-- Records for this task --
— START —
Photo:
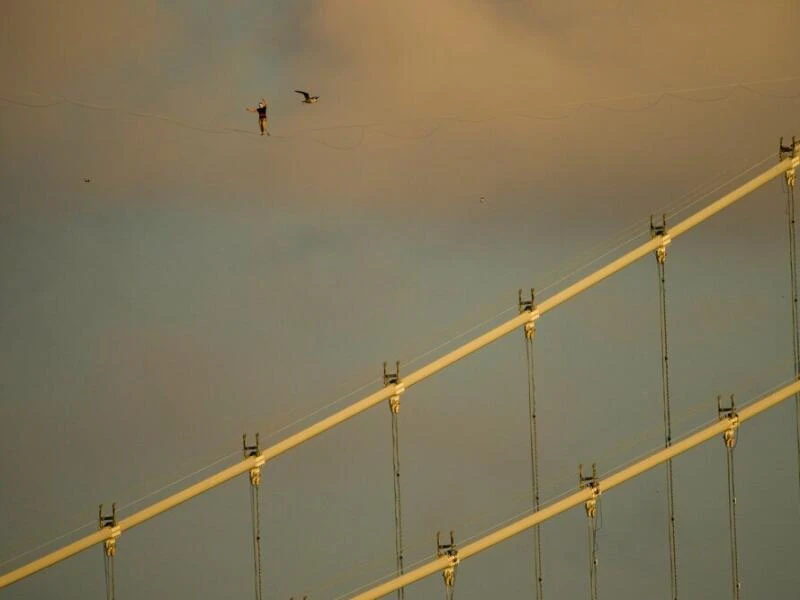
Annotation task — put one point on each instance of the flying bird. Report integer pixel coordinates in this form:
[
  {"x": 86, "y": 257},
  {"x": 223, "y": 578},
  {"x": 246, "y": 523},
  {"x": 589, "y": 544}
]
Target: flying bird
[{"x": 308, "y": 98}]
— END —
-- To be done --
Can you turn every line of the rows above into a numbered list, skipping blank lines and leaving out the pictures?

-- Finished exercise --
1. Photo:
2. Annotation task — put one point on each instance of the flying bird. Report integer pixel coordinates in this form:
3. [
4.   {"x": 86, "y": 257},
5.   {"x": 223, "y": 578},
6.   {"x": 246, "y": 523},
7.   {"x": 589, "y": 544}
8. ]
9. Target: flying bird
10. [{"x": 308, "y": 98}]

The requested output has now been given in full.